▶ _Exercise requirements_
Please convert all the lines below into a JSON list of strings, one string per line, skipping blank lines and leaving the pictures out.

▶ _Records shown_
....................

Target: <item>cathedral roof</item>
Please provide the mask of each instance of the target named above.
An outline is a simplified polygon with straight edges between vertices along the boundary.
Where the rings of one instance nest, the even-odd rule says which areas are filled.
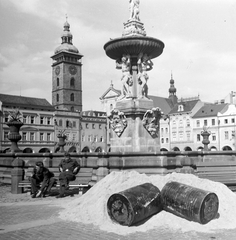
[[[0,101],[2,102],[3,106],[9,107],[37,108],[52,111],[55,110],[54,107],[44,98],[0,94]]]

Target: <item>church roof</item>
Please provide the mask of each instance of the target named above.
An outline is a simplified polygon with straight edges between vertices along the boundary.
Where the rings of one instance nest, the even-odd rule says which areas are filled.
[[[70,32],[70,24],[67,21],[64,23],[64,30],[61,35],[61,39],[62,39],[62,43],[60,46],[58,46],[55,49],[55,54],[58,54],[64,51],[75,53],[75,54],[79,53],[79,50],[72,43],[73,35]]]
[[[190,101],[179,101],[175,104],[175,106],[172,108],[172,110],[169,112],[169,114],[175,114],[175,113],[186,113],[191,112],[193,108],[196,106],[196,104],[199,102],[199,99],[196,100],[190,100]],[[180,111],[179,106],[182,105],[183,109]]]
[[[206,104],[196,112],[196,114],[193,116],[193,118],[217,116],[217,113],[222,111],[226,106],[227,106],[227,103]]]
[[[113,84],[111,83],[110,87],[103,93],[103,95],[100,97],[100,100],[103,100],[105,98],[114,98],[119,97],[121,95],[121,91],[118,89],[115,89],[113,87]]]
[[[54,107],[44,98],[23,97],[16,95],[0,94],[3,106],[37,108],[54,111]]]
[[[148,96],[153,100],[154,107],[159,107],[164,114],[168,114],[171,110],[171,101],[168,98],[158,96]]]

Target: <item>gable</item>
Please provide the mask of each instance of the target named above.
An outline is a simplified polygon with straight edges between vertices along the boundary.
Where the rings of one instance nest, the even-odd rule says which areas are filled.
[[[120,92],[118,91],[114,91],[113,89],[110,89],[107,93],[105,93],[103,95],[103,99],[106,99],[106,98],[116,98],[116,97],[119,97],[120,96]]]

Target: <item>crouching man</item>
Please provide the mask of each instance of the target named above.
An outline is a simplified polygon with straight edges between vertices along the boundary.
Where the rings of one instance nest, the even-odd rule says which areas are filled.
[[[35,164],[33,172],[29,177],[31,183],[31,197],[45,197],[49,194],[52,186],[56,182],[54,174],[44,167],[43,162],[38,161]],[[39,188],[39,184],[41,187]]]
[[[59,170],[60,194],[56,198],[63,198],[65,197],[65,190],[69,188],[69,182],[76,179],[80,165],[76,160],[70,158],[68,152],[65,152],[64,159],[59,164]]]

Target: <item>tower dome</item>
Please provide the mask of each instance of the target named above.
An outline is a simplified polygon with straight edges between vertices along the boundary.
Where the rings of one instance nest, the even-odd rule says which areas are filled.
[[[169,88],[169,94],[170,94],[170,95],[175,95],[175,94],[176,94],[176,88],[175,88],[175,86],[174,86],[174,83],[175,83],[175,81],[174,81],[173,76],[172,76],[172,74],[171,74],[170,88]]]
[[[70,24],[67,22],[67,20],[64,23],[64,30],[61,34],[61,39],[61,45],[55,49],[55,54],[62,51],[79,53],[79,50],[72,43],[73,35],[70,32]]]

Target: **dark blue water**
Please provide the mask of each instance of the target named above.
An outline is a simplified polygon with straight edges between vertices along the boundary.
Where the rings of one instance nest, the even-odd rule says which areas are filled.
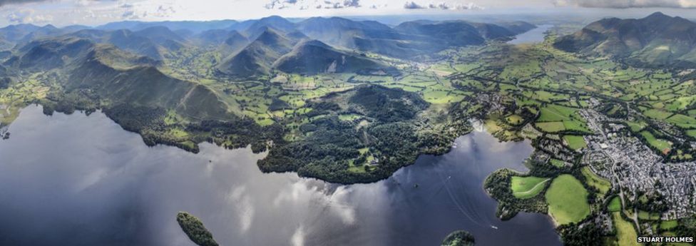
[[[548,29],[552,27],[553,27],[553,25],[540,25],[536,29],[517,35],[515,36],[515,39],[511,40],[508,42],[508,43],[521,44],[539,43],[543,41],[544,38],[546,37],[546,31],[548,31]]]
[[[560,244],[546,215],[495,217],[484,178],[523,170],[532,148],[483,132],[387,180],[342,186],[262,173],[263,154],[249,149],[148,148],[99,112],[46,116],[30,106],[9,130],[0,140],[1,245],[193,245],[178,211],[228,246],[436,245],[455,230],[479,245]]]

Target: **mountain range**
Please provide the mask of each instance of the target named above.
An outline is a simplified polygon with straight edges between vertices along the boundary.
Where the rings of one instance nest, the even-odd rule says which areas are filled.
[[[696,65],[696,23],[656,12],[643,19],[608,18],[559,38],[556,48],[608,56],[645,67]]]

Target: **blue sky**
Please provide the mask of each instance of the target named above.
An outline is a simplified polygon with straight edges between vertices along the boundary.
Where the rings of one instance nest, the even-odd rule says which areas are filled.
[[[514,12],[656,10],[696,15],[696,0],[0,0],[0,26],[11,24],[95,25],[121,20],[249,19],[386,14],[486,14]],[[696,17],[696,16],[687,16]]]

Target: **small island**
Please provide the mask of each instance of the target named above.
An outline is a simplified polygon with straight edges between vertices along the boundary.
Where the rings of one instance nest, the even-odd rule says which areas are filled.
[[[476,240],[474,236],[465,230],[456,230],[447,235],[442,240],[442,246],[474,246]]]
[[[176,222],[179,223],[181,230],[183,230],[188,238],[199,246],[218,246],[218,242],[213,238],[213,233],[210,233],[203,222],[195,216],[186,212],[179,212],[176,215]]]

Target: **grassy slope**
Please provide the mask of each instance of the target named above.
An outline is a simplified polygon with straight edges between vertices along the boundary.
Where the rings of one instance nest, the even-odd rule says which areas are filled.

....................

▶ _Solution to the exercise_
[
  "Target: <item>cathedral roof</item>",
  "Please provide the mask of each instance of the target named above.",
  "An outline is a simplified polygon with straight edges between vertices along the boundary.",
  "Where the rings of one instance nest, the even-odd rule says which areas are filled.",
  "[[[0,101],[2,102],[3,106],[9,107],[37,108],[52,111],[55,110],[54,107],[44,98],[0,94]]]",
  "Target: <item>church roof</item>",
  "Please provide the mask of each instance of the target named above.",
  "An outline is a simplified polygon with straight edges between vertices along the boundary.",
  "Where the rings of one instance nest, the even-odd rule says which areas are filled.",
  "[[[70,32],[70,24],[67,21],[64,23],[64,30],[61,35],[61,39],[62,39],[62,43],[60,46],[58,46],[55,49],[55,54],[58,54],[64,51],[75,53],[75,54],[79,53],[79,50],[72,43],[73,35]]]",
  "[[[190,101],[179,101],[175,104],[175,106],[172,108],[172,110],[169,112],[169,114],[175,114],[175,113],[186,113],[191,112],[193,108],[196,106],[196,104],[199,102],[199,99],[196,100],[190,100]],[[180,111],[179,106],[182,105],[183,109]]]",
  "[[[206,104],[196,112],[196,114],[193,116],[193,118],[217,116],[217,113],[222,111],[226,106],[227,106],[227,103]]]",
  "[[[113,84],[111,83],[110,87],[103,93],[103,95],[100,97],[100,100],[103,100],[105,98],[114,98],[119,97],[121,95],[121,91],[118,89],[115,89],[113,87]]]",
  "[[[54,107],[44,98],[23,97],[16,95],[0,94],[3,106],[37,108],[54,111]]]",
  "[[[148,96],[153,100],[154,107],[159,107],[164,114],[168,114],[171,110],[171,101],[168,98],[158,96]]]",
  "Target: <item>gable</item>",
  "Please provide the mask of each instance of the target named above.",
  "An outline is a simplified polygon with straight edges between vertices along the boundary.",
  "Where the rings of one instance nest, the even-odd rule says which areas are filled.",
  "[[[120,92],[118,91],[114,91],[113,89],[110,89],[107,93],[105,93],[103,95],[103,99],[106,99],[106,98],[116,98],[116,97],[119,97],[120,96]]]",
  "Target: <item>crouching man</item>",
  "Please provide the mask of each instance of the target named above.",
  "An outline is a simplified polygon with straight edges between vertices along the boundary.",
  "Where the rings of one instance nest, the even-odd rule says which areas are filled.",
  "[[[35,164],[33,172],[29,177],[31,183],[31,197],[45,197],[49,194],[52,186],[56,182],[54,174],[44,167],[43,162],[38,161]],[[39,188],[39,184],[41,187]]]",
  "[[[59,170],[60,194],[56,198],[63,198],[65,197],[65,190],[69,188],[69,182],[76,179],[80,165],[76,160],[70,158],[68,152],[65,152],[64,159],[59,164]]]",
  "Target: <item>tower dome</item>",
  "Please provide the mask of each instance of the target named above.",
  "An outline is a simplified polygon with straight edges between vertices along the boundary.",
  "Where the rings of one instance nest, the even-odd rule says which areas are filled.",
  "[[[169,88],[169,94],[170,94],[170,95],[175,95],[175,94],[176,94],[176,88],[175,88],[175,86],[174,86],[174,83],[175,83],[175,81],[174,81],[173,76],[172,76],[172,74],[171,74],[170,88]]]",
  "[[[70,24],[67,22],[67,20],[64,23],[64,30],[61,34],[61,39],[61,45],[55,49],[55,54],[62,51],[79,53],[79,50],[72,43],[73,35],[70,32]]]",
  "Target: **dark blue water**",
  "Please provide the mask of each instance of the target named above.",
  "An outline is a simplified polygon with straight edges between vertices along the boundary.",
  "Where the rings of one instance nest, the even-odd rule says which areas are filled.",
  "[[[548,29],[552,27],[553,27],[553,25],[540,25],[536,29],[517,35],[515,36],[515,39],[511,40],[508,42],[508,43],[521,44],[539,43],[543,41],[544,38],[546,37],[546,31],[548,31]]]",
  "[[[560,244],[546,215],[495,217],[484,178],[523,170],[532,148],[483,132],[387,180],[342,186],[262,173],[263,154],[249,149],[148,148],[99,112],[46,116],[30,106],[9,130],[0,140],[1,245],[193,245],[178,211],[228,246],[436,245],[455,230],[479,245]]]",
  "Target: **mountain range**",
  "Please provide the mask of each instance of the target named above.",
  "An outline is a simplified polygon with straight edges between vertices along the boundary.",
  "Where the rings of one instance nest, the even-odd rule says which areas are filled.",
  "[[[696,65],[696,23],[656,12],[643,19],[608,18],[559,38],[556,48],[608,56],[645,67]]]",
  "Target: **blue sky**",
  "Please provide the mask of each instance of the target named above.",
  "An outline is a simplified polygon with straight edges between vertices along the boundary.",
  "Where the rings of one instance nest, the even-odd rule says which areas are filled.",
  "[[[514,12],[656,10],[696,15],[696,0],[0,0],[0,26],[11,24],[95,25],[121,20],[249,19],[386,14],[486,14]],[[696,17],[696,16],[687,16]]]",
  "Target: **small island**",
  "Please provide the mask of each instance of the target named above.",
  "An outline is a simplified polygon with straight edges between vertices along the boundary.",
  "Where the rings of one instance nest, the even-odd rule says which areas are filled.",
  "[[[476,240],[474,236],[465,230],[456,230],[447,235],[442,240],[442,246],[474,246]]]",
  "[[[176,222],[179,223],[181,230],[183,230],[188,238],[199,246],[218,246],[218,242],[213,238],[213,233],[210,233],[203,222],[195,216],[186,212],[179,212],[176,215]]]",
  "Target: **grassy slope**",
  "Please provide the mask of each instance of the target named above.",
  "An outline is a simplified polygon with straight edges between vertices along the boundary.",
  "Where the rings of one instance nest, the even-odd rule says which areas are filled."
]